[WHAT THE TASK REQUIRES]
Copy every line from the records below that holds the word "white".

────────

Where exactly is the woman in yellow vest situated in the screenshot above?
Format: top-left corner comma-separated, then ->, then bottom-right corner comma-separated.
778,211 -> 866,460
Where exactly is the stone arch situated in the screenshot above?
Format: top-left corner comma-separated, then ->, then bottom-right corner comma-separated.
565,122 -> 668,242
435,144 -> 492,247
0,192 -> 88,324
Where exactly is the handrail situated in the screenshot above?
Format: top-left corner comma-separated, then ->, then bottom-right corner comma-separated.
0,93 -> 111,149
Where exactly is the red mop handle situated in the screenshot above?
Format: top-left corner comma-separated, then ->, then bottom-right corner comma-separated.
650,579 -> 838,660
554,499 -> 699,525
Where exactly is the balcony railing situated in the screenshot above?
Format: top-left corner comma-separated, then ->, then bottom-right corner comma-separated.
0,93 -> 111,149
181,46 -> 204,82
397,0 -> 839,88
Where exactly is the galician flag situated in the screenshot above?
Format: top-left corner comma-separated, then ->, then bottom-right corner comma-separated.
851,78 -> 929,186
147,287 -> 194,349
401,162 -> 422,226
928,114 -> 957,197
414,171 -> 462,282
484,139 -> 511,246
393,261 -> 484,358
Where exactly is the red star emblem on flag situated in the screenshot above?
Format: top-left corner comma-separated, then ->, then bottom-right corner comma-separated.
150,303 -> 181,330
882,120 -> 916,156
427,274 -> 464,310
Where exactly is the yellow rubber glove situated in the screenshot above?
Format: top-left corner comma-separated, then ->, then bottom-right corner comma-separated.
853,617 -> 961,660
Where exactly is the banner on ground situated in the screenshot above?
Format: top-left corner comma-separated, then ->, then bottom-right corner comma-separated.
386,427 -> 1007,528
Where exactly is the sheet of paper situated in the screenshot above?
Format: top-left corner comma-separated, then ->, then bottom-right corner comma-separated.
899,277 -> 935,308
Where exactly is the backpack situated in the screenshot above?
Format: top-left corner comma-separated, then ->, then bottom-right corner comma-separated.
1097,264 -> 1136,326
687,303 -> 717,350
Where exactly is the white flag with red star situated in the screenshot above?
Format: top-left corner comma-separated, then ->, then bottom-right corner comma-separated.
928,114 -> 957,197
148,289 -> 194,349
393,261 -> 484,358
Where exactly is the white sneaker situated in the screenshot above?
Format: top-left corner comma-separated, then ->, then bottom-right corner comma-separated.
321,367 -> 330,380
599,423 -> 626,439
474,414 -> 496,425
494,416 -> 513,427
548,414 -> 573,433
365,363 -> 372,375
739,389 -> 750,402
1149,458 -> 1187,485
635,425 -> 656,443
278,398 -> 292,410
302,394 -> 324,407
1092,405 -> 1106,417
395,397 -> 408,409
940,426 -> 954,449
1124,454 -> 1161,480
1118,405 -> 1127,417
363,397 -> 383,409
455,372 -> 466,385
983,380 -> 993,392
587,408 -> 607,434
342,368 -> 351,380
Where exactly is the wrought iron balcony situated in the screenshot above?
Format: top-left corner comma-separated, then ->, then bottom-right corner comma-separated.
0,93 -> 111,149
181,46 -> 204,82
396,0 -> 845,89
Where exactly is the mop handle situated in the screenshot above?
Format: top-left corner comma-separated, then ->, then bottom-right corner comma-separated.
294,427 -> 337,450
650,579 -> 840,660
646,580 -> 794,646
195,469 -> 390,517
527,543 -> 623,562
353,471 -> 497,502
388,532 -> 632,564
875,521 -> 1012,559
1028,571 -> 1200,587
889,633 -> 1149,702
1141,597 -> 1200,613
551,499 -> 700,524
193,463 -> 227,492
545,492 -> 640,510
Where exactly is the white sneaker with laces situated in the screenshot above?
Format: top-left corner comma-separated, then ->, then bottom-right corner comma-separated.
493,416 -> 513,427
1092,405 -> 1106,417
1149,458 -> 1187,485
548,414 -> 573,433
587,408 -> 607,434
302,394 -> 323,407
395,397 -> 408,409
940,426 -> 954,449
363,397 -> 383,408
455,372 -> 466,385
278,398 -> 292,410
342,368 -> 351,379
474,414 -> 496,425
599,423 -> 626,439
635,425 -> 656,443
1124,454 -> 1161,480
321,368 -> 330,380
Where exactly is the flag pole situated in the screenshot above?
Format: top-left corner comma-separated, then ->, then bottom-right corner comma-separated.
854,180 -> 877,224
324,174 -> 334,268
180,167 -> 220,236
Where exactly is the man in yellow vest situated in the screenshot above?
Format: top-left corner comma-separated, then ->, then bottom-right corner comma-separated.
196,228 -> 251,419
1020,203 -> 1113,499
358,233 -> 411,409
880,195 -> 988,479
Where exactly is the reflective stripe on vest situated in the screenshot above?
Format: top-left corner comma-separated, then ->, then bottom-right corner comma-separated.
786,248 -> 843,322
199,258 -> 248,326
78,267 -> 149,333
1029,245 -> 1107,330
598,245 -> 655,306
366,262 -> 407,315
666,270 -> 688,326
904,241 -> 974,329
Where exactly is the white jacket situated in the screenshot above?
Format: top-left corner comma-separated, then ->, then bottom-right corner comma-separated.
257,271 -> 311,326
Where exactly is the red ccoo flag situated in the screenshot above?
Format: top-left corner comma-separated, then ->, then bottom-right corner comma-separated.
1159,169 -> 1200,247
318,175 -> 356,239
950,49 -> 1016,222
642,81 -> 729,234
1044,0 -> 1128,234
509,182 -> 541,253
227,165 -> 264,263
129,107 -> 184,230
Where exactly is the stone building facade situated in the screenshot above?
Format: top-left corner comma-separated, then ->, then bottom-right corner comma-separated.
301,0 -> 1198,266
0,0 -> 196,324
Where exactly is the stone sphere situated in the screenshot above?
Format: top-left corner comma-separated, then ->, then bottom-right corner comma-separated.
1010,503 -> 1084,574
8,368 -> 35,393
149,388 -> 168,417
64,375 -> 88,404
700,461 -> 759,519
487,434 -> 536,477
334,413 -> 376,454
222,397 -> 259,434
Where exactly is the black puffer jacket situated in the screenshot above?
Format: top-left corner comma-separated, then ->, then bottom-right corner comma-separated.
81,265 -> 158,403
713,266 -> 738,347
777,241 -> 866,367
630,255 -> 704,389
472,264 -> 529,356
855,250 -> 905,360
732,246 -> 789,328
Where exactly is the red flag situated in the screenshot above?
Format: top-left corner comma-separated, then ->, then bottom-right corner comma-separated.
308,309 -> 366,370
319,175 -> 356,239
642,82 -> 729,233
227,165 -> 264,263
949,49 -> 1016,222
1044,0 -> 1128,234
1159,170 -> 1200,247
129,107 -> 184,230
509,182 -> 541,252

────────

[THE ANSWER]
Where exactly is the white flag with red star situated in the screenshot above?
Where exactly is the white sneaker situated in the screenshot above?
Where exactly is the white sneaker with laces situated in the screenshot above?
Where exactly is the white jacket situated in the screenshot above?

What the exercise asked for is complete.